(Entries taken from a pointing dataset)
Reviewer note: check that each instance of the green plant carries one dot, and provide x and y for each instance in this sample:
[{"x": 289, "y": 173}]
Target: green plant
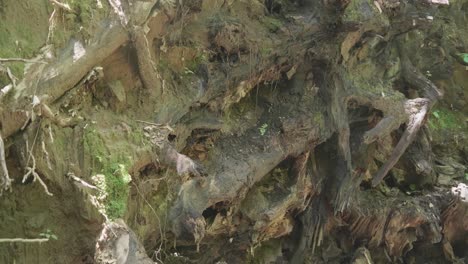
[
  {"x": 48, "y": 234},
  {"x": 263, "y": 129},
  {"x": 114, "y": 178}
]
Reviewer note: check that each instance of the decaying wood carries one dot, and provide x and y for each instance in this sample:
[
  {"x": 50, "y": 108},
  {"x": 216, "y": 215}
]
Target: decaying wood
[
  {"x": 117, "y": 243},
  {"x": 416, "y": 109},
  {"x": 5, "y": 182}
]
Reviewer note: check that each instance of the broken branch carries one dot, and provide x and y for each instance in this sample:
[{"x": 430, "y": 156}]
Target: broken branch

- **STATED EXERCISE**
Render every line of the listing above as a numbered list, skipping any blank lines. Leave the pictures out of your answer.

- **SOLUTION TO THIS PROBLEM**
1. Reviewer note: check that each instance of the green plant carries one dot, and provide x and y for each instance in this sample:
2. [{"x": 289, "y": 173}]
3. Target: green plant
4. [
5.   {"x": 48, "y": 234},
6.   {"x": 263, "y": 129},
7.   {"x": 114, "y": 178}
8. ]
9. Reviewer note: check that each instance of the decaying wood carries one dot, and provide x and y for each instance in this sample:
10. [
11.   {"x": 50, "y": 108},
12.   {"x": 216, "y": 215}
13. ]
14. Target: decaying wood
15. [
16.   {"x": 117, "y": 243},
17.   {"x": 416, "y": 109},
18.   {"x": 5, "y": 182}
19. ]
20. Reviewer note: check that each instance of the broken branch carries one dot, and provide x and y for each instance in this sample:
21. [{"x": 430, "y": 156}]
22. Target: broken branch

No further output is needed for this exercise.